_Passage to read_
TOM GIORDANO, 2635 Takelma Way and BILL EMERSON, 90 Fifth Street


Emerson addressed the differences in the front of the building.  He showed the bench because the bay area is almost calling for seating.  Emerson explained both of the alternate plans.  He noted the sidewalk has an existing slope.  The planter allows for the ramp to have a curb on both sides still leaving a flat area.  The planter is low and looks better.  In the other plan he put the planter to create a buffer for pedestrians.  It would keep people from walking directly to the corner and out into the alley.


Giordano added that there are planters in the downtown and it is somewhat appropriate to have planters.  It also helps to channel pedestrians.  He would choose the alternate.  Emerson said in the alternate design, the whole area is flat, however the length of the ramp is greater.  He explained if the bay is used for a bench or table and chairs, a flat pad could be made.


Harris said the Historic Commission raised some safety concerns with the low level planters.  Fields believes the applicants understand the curb/planter issue.  He suggested deferring to Staff.  Either would work.  Molnar said since the sidewalk improvement happens after construction of the building, it would be prudent for Staff, Engineering and the Historic Commission to see how the building is relating to the sidewalk, then they might get a better idea how the sidewalk/planter area would work.    



Harris said Condition 27 can be deleted.   Also, Modify Condition 25 - The final design of the ramp will be reviewed by Staff, Engineering and the Historic Commission.

_Material supplied_
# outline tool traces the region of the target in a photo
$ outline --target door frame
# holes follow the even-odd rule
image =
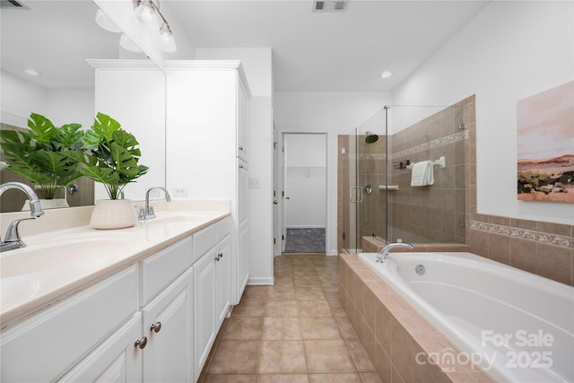
[[[278,255],[282,255],[283,254],[284,248],[285,248],[285,239],[286,239],[286,235],[287,235],[287,227],[286,227],[286,219],[287,219],[287,214],[285,213],[285,209],[287,207],[286,205],[286,199],[285,197],[287,196],[285,195],[285,190],[286,190],[286,177],[287,177],[287,172],[286,172],[286,155],[288,154],[287,150],[285,149],[285,136],[286,135],[323,135],[325,137],[325,171],[326,171],[326,180],[325,180],[325,210],[326,210],[326,214],[325,214],[325,251],[326,254],[329,255],[329,248],[328,248],[328,244],[329,244],[329,239],[330,239],[330,213],[329,213],[329,205],[330,205],[330,200],[331,200],[331,193],[329,190],[329,182],[330,182],[330,174],[329,174],[329,170],[330,170],[330,167],[329,167],[329,145],[328,145],[328,142],[329,142],[329,135],[326,132],[297,132],[297,131],[293,131],[293,132],[289,132],[289,131],[284,131],[284,132],[281,132],[280,135],[281,137],[278,137],[280,139],[280,144],[279,144],[279,152],[277,155],[277,167],[276,171],[278,173],[278,177],[277,177],[277,202],[278,202],[278,208],[277,208],[277,213],[278,213],[278,216],[274,217],[274,221],[275,221],[278,224],[277,224],[277,232],[275,233],[276,238],[278,239],[278,244],[277,246],[275,246],[275,256]]]

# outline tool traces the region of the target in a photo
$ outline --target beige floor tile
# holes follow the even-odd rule
[[[295,287],[321,287],[321,281],[317,276],[295,277]]]
[[[266,300],[269,286],[246,286],[241,301]]]
[[[297,299],[302,300],[326,300],[323,289],[320,287],[296,287]]]
[[[302,339],[299,318],[265,318],[263,323],[263,339]]]
[[[298,317],[297,300],[267,300],[265,317]]]
[[[359,339],[357,332],[347,317],[335,317],[335,319],[337,321],[339,330],[344,339]]]
[[[265,312],[265,300],[241,301],[233,308],[232,317],[263,317]]]
[[[300,318],[303,339],[343,339],[333,318]]]
[[[231,317],[229,318],[222,340],[255,341],[261,339],[263,318]]]
[[[336,373],[336,374],[309,374],[309,383],[362,383],[359,374]]]
[[[205,375],[201,383],[256,383],[255,375]]]
[[[352,358],[352,361],[355,363],[355,367],[358,371],[374,371],[375,366],[370,361],[369,354],[363,347],[362,344],[359,340],[347,340],[347,348]]]
[[[257,383],[309,383],[307,374],[257,375]]]
[[[297,300],[300,317],[332,317],[326,300]]]
[[[305,340],[307,370],[315,372],[355,372],[344,340]]]
[[[377,372],[360,372],[362,383],[383,383]]]
[[[263,341],[259,374],[306,373],[302,341]]]
[[[270,286],[267,295],[269,300],[285,300],[297,299],[294,284],[289,286]]]
[[[221,341],[207,369],[209,375],[254,374],[259,360],[259,341]]]

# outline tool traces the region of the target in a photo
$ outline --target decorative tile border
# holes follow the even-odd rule
[[[491,234],[506,235],[512,238],[532,240],[533,242],[544,243],[546,245],[559,246],[561,248],[571,248],[572,239],[554,234],[538,232],[526,229],[496,225],[493,223],[481,222],[477,221],[470,222],[470,229],[479,231],[485,231]]]
[[[428,151],[429,149],[434,149],[440,146],[448,145],[448,144],[463,141],[468,138],[470,136],[469,135],[470,134],[468,132],[468,129],[465,129],[462,132],[447,135],[446,137],[438,138],[428,143],[421,144],[420,145],[413,146],[412,148],[394,152],[391,154],[391,158],[402,158],[409,154],[413,154],[423,151]]]

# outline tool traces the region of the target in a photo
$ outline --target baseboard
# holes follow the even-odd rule
[[[287,229],[326,229],[325,225],[292,225],[287,226]]]
[[[250,286],[273,286],[275,283],[275,278],[273,276],[253,277],[248,280]]]

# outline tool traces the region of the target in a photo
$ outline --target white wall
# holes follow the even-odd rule
[[[72,122],[83,128],[91,126],[94,91],[48,91],[4,71],[0,71],[2,83],[2,122],[26,126],[31,112],[41,114],[59,126]]]
[[[326,227],[326,135],[283,137],[288,228]]]
[[[26,126],[30,112],[48,115],[48,90],[4,71],[0,82],[2,122]]]
[[[348,135],[390,101],[391,96],[387,92],[275,93],[274,120],[279,135],[326,134],[326,253],[329,255],[337,254],[337,155],[340,155],[337,153],[337,135]],[[279,170],[281,168],[282,164]],[[281,198],[279,201],[283,202]],[[281,208],[279,206],[279,211]]]
[[[393,93],[401,105],[476,94],[478,213],[572,224],[574,205],[517,200],[517,101],[574,77],[572,2],[491,2]],[[574,142],[573,142],[574,147]]]

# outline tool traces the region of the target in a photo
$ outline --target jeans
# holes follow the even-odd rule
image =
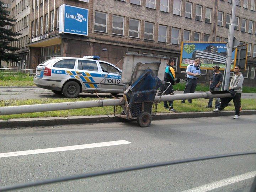
[[[219,90],[219,87],[215,87],[213,89],[210,89],[210,91],[217,91]],[[209,99],[209,102],[208,102],[208,107],[212,107],[212,102],[213,99],[213,98]],[[215,108],[218,108],[220,106],[220,98],[215,98]]]
[[[223,98],[225,100],[225,102],[223,102],[222,100],[220,106],[218,108],[219,110],[222,110],[224,109],[224,108],[226,106],[226,103],[227,103],[227,103],[228,103],[229,102],[233,100],[236,111],[235,114],[239,116],[240,114],[240,108],[241,107],[241,93],[236,93],[235,95],[233,97]],[[223,101],[224,101],[224,100]]]
[[[184,90],[184,93],[194,93],[196,90],[197,86],[197,79],[188,78],[186,81],[186,86]],[[185,100],[182,100],[182,103],[185,103]],[[191,99],[188,99],[189,103],[192,102],[192,100]]]

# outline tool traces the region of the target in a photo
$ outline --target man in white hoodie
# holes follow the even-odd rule
[[[226,107],[226,103],[233,100],[235,108],[235,115],[234,119],[238,119],[239,118],[241,109],[241,95],[242,90],[242,83],[244,82],[244,77],[242,73],[240,72],[241,66],[240,65],[236,66],[235,67],[234,74],[231,79],[229,90],[233,89],[235,93],[235,95],[233,97],[230,97],[226,101],[226,102],[222,102],[220,106],[215,110],[214,112],[220,112]]]

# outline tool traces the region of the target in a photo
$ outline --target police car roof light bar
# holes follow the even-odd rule
[[[100,57],[97,56],[84,56],[83,58],[84,59],[94,59],[95,60],[99,60]]]

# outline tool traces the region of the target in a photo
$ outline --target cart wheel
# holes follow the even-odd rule
[[[151,123],[152,118],[149,113],[144,111],[140,113],[137,118],[137,123],[142,127],[146,127]]]

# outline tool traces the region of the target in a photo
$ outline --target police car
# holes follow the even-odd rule
[[[97,87],[97,92],[123,92],[121,74],[121,69],[100,60],[98,56],[54,57],[37,67],[33,81],[38,87],[73,98],[81,92],[95,93]]]

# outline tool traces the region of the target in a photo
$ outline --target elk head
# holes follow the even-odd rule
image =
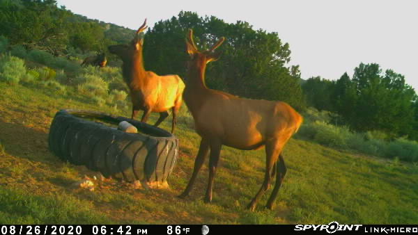
[[[193,40],[193,30],[189,29],[189,33],[186,37],[187,51],[190,56],[190,60],[187,64],[187,70],[190,70],[192,67],[204,68],[209,62],[217,60],[222,52],[215,52],[215,49],[222,45],[224,41],[225,37],[222,37],[210,49],[201,51],[197,49]]]
[[[146,19],[144,24],[138,29],[134,38],[127,44],[112,45],[108,47],[109,51],[119,56],[122,60],[126,61],[132,59],[136,55],[142,55],[142,45],[144,44],[144,31],[148,27],[146,26]]]

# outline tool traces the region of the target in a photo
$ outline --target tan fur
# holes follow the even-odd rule
[[[276,186],[267,206],[272,208],[286,174],[281,151],[298,129],[303,118],[284,102],[240,98],[208,88],[204,77],[206,63],[219,58],[219,55],[213,50],[224,40],[224,38],[221,38],[210,50],[199,51],[193,42],[191,30],[187,39],[187,51],[192,59],[188,63],[188,82],[183,96],[194,119],[196,131],[202,140],[193,175],[180,197],[184,197],[189,193],[209,149],[210,176],[205,198],[206,202],[212,200],[212,188],[222,145],[245,150],[265,146],[265,181],[249,208],[251,210],[255,209],[260,197],[270,186],[272,175],[275,174],[274,168],[277,168]]]
[[[141,121],[146,122],[151,112],[160,113],[160,118],[155,124],[157,127],[169,115],[168,110],[171,108],[173,133],[177,113],[183,103],[185,84],[178,75],[159,76],[145,70],[142,57],[142,31],[147,27],[146,23],[146,19],[130,44],[110,46],[109,50],[123,61],[123,79],[130,88],[132,102],[131,118],[135,118],[139,110],[144,110]]]

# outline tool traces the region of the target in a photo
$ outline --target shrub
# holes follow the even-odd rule
[[[31,76],[32,76],[32,77],[33,77],[35,79],[39,79],[39,72],[36,71],[36,70],[28,70],[28,74],[31,74]]]
[[[40,67],[36,69],[39,73],[39,79],[43,81],[53,80],[56,76],[55,70],[47,67]]]
[[[389,140],[389,136],[380,131],[369,131],[366,132],[366,138],[367,140]]]
[[[8,40],[4,36],[0,36],[0,53],[4,53],[7,51],[8,46]]]
[[[10,55],[0,55],[0,81],[15,85],[30,76],[22,59]]]
[[[28,53],[27,58],[30,60],[49,66],[54,60],[54,56],[47,51],[32,50]]]
[[[318,127],[314,123],[304,122],[296,133],[296,136],[304,136],[313,140],[318,133]]]
[[[112,90],[110,92],[114,96],[114,100],[125,100],[127,94],[123,90]]]
[[[126,104],[126,102],[125,102],[124,100],[117,100],[116,106],[118,106],[118,108],[119,108],[119,109],[127,109],[127,105]]]
[[[339,127],[324,122],[316,122],[317,132],[314,140],[318,143],[330,147],[346,147],[347,139],[351,133],[346,127]]]
[[[93,104],[96,104],[99,106],[102,106],[106,103],[104,99],[103,99],[103,98],[102,97],[93,97],[91,98],[91,100],[93,102]]]
[[[63,57],[54,58],[50,66],[55,69],[64,70],[64,71],[71,73],[79,73],[82,71],[82,67],[78,63],[69,60]]]
[[[68,82],[68,78],[67,77],[67,74],[64,72],[64,70],[56,70],[56,76],[55,76],[55,79],[61,84],[66,84]]]
[[[347,140],[350,148],[366,154],[381,156],[383,155],[386,143],[382,140],[367,139],[364,133],[353,133]]]
[[[58,81],[54,80],[42,81],[40,84],[57,93],[65,93],[66,90],[65,86],[60,84]]]
[[[108,84],[100,77],[94,75],[84,75],[77,78],[81,82],[78,86],[79,92],[88,95],[102,96],[107,94]],[[104,102],[104,100],[103,100]]]
[[[13,46],[10,50],[10,54],[12,56],[22,58],[25,58],[27,56],[27,51],[23,45]]]
[[[400,160],[418,161],[418,143],[399,138],[389,143],[385,152],[385,156]]]

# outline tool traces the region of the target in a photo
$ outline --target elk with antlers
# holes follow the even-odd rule
[[[176,117],[183,103],[182,94],[185,84],[178,75],[158,76],[144,67],[142,47],[143,31],[147,28],[146,19],[137,31],[134,39],[128,44],[109,47],[109,51],[119,56],[123,61],[122,72],[125,82],[130,90],[132,102],[132,119],[139,110],[144,110],[141,122],[146,122],[151,112],[160,113],[155,122],[157,127],[169,116],[171,108],[173,122],[171,133],[174,131]]]
[[[299,129],[303,118],[284,102],[243,99],[208,88],[205,84],[206,64],[219,58],[220,53],[214,50],[224,40],[225,38],[222,38],[209,50],[201,51],[193,41],[191,29],[187,37],[187,49],[191,59],[187,64],[188,79],[183,97],[194,119],[195,129],[201,140],[192,177],[180,197],[184,198],[190,193],[209,150],[206,202],[212,200],[212,188],[222,145],[243,150],[265,146],[266,169],[264,181],[248,207],[254,210],[257,202],[270,188],[276,175],[274,188],[266,206],[271,209],[286,172],[281,152]]]
[[[83,60],[81,65],[91,65],[103,67],[106,66],[107,59],[104,53],[97,53],[95,56],[88,56]]]

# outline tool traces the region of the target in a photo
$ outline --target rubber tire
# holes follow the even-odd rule
[[[84,116],[114,123],[127,121],[141,133],[125,133]],[[127,182],[167,181],[178,155],[178,139],[165,130],[123,117],[78,110],[56,113],[48,144],[63,161]]]

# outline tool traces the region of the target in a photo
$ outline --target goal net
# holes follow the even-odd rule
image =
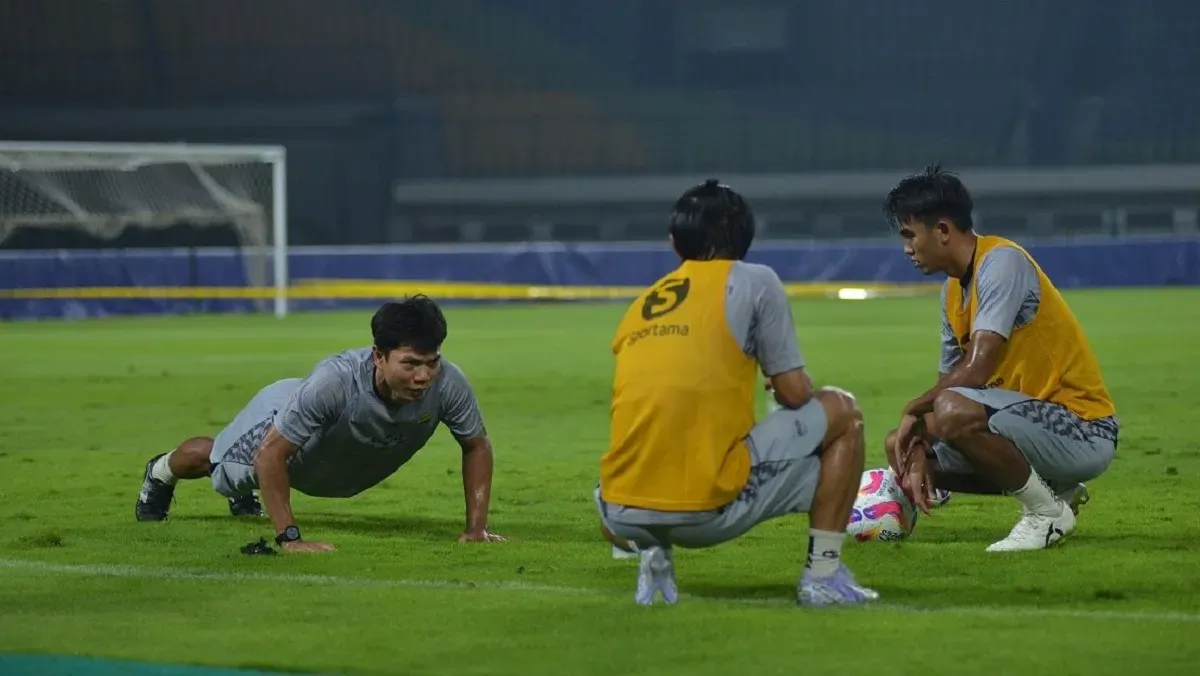
[[[0,142],[0,247],[29,229],[77,231],[121,247],[130,228],[226,228],[248,287],[241,297],[282,317],[286,180],[282,146]]]

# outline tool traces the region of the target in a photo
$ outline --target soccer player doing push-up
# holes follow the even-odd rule
[[[878,598],[841,561],[862,413],[846,391],[814,391],[784,285],[742,261],[750,207],[709,180],[679,198],[670,232],[683,264],[634,301],[612,342],[610,445],[594,493],[605,537],[638,550],[637,603],[678,599],[673,548],[716,545],[793,513],[810,526],[797,600]],[[760,369],[782,408],[756,424]]]
[[[234,515],[260,515],[259,491],[283,549],[331,550],[301,539],[292,489],[355,496],[412,460],[444,424],[462,447],[467,524],[460,540],[503,539],[487,531],[492,444],[467,377],[442,358],[442,310],[424,295],[385,303],[371,333],[372,347],[331,355],[306,378],[266,385],[216,438],[192,437],[152,457],[138,521],[167,519],[179,479],[211,477]]]
[[[940,167],[901,180],[884,213],[905,255],[944,274],[937,383],[886,450],[925,510],[931,491],[1003,493],[1021,516],[988,551],[1044,549],[1075,530],[1117,447],[1116,409],[1084,329],[1024,249],[979,235],[973,202]]]

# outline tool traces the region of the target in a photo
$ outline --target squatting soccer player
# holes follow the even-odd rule
[[[707,548],[791,513],[810,516],[804,605],[878,598],[841,562],[863,472],[854,399],[814,391],[782,283],[742,262],[755,223],[709,180],[674,205],[683,264],[629,309],[612,343],[610,447],[594,497],[605,537],[640,556],[640,604],[676,603],[672,548]],[[755,424],[758,369],[782,408]]]
[[[1116,409],[1058,289],[1024,249],[976,234],[972,209],[962,183],[937,166],[887,196],[905,255],[948,279],[937,383],[905,407],[886,448],[923,509],[935,487],[1021,503],[1016,526],[988,551],[1044,549],[1075,528],[1081,481],[1112,462]]]
[[[439,423],[462,447],[467,526],[460,540],[499,540],[487,531],[492,444],[466,376],[442,358],[446,322],[415,295],[371,318],[372,347],[331,355],[306,378],[266,385],[216,438],[192,437],[145,468],[138,521],[167,519],[179,479],[211,477],[234,515],[262,515],[258,490],[288,551],[328,551],[305,540],[292,515],[295,489],[350,497],[412,460]]]

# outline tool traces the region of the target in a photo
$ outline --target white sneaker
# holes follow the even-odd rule
[[[625,551],[617,545],[612,545],[612,557],[617,560],[637,558],[637,545],[634,543],[629,543],[629,545],[634,548],[634,551]]]
[[[1030,551],[1045,549],[1066,538],[1075,530],[1075,513],[1060,498],[1055,499],[1056,515],[1026,512],[1013,526],[1008,537],[992,543],[988,551]]]
[[[1063,490],[1058,493],[1058,498],[1067,503],[1075,515],[1079,515],[1079,508],[1087,504],[1087,501],[1092,499],[1092,496],[1087,495],[1087,486],[1084,484],[1075,484],[1069,489]]]
[[[655,593],[662,594],[662,600],[673,604],[679,600],[679,590],[674,584],[674,562],[671,550],[652,546],[637,552],[641,560],[637,566],[637,594],[634,600],[638,605],[654,603]]]

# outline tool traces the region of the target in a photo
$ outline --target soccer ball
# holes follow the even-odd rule
[[[868,469],[858,485],[846,532],[856,540],[896,542],[917,525],[917,507],[900,487],[892,469]]]

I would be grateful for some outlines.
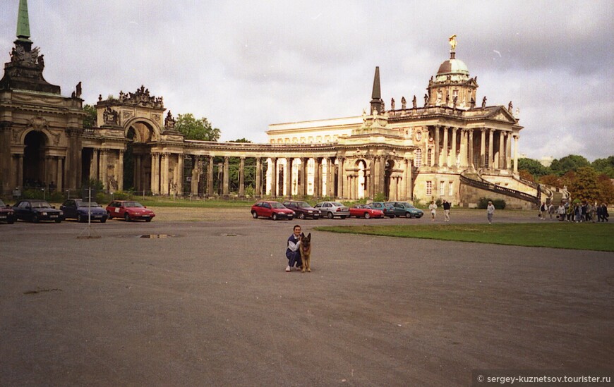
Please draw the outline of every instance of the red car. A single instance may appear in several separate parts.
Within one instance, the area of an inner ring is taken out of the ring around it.
[[[370,207],[367,204],[354,204],[349,209],[349,216],[356,218],[383,218],[384,213],[379,210]]]
[[[270,218],[274,221],[277,219],[288,219],[291,221],[294,217],[294,211],[287,209],[279,202],[262,200],[251,207],[251,216],[255,219],[258,216]]]
[[[115,200],[112,202],[107,206],[107,214],[109,214],[109,219],[112,218],[124,218],[127,222],[138,219],[150,222],[153,217],[156,216],[153,211],[148,209],[147,207],[138,202],[133,200]]]

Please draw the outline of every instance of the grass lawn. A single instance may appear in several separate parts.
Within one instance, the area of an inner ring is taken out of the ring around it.
[[[614,251],[614,223],[356,226],[316,227],[315,229],[399,238]]]

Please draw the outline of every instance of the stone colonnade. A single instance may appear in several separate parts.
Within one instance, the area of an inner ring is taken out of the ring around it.
[[[431,166],[518,172],[517,133],[490,128],[467,129],[443,125],[431,127],[429,132],[434,140]]]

_Exercise tasks_
- A) Using the minutes, decide whether each statement agrees with them: (i) Giordano would choose the alternate plan; (ii) in the alternate design the ramp is shorter; (iii) Harris said Condition 25 can be deleted. Answer yes or no for each and quote the words of the minutes that decide it.
- B) List every person named in the minutes.
The rows have nothing to do with the minutes.

_Solution list_
- A)
(i) Yes: "He would choose the alternate."
(ii) No: "however the length of the ramp is greater."
(iii) No: "Harris said Condition 27 can be deleted."

- B)
- Tom Giordano
- Bill Emerson
- Harris
- Fields
- Molnar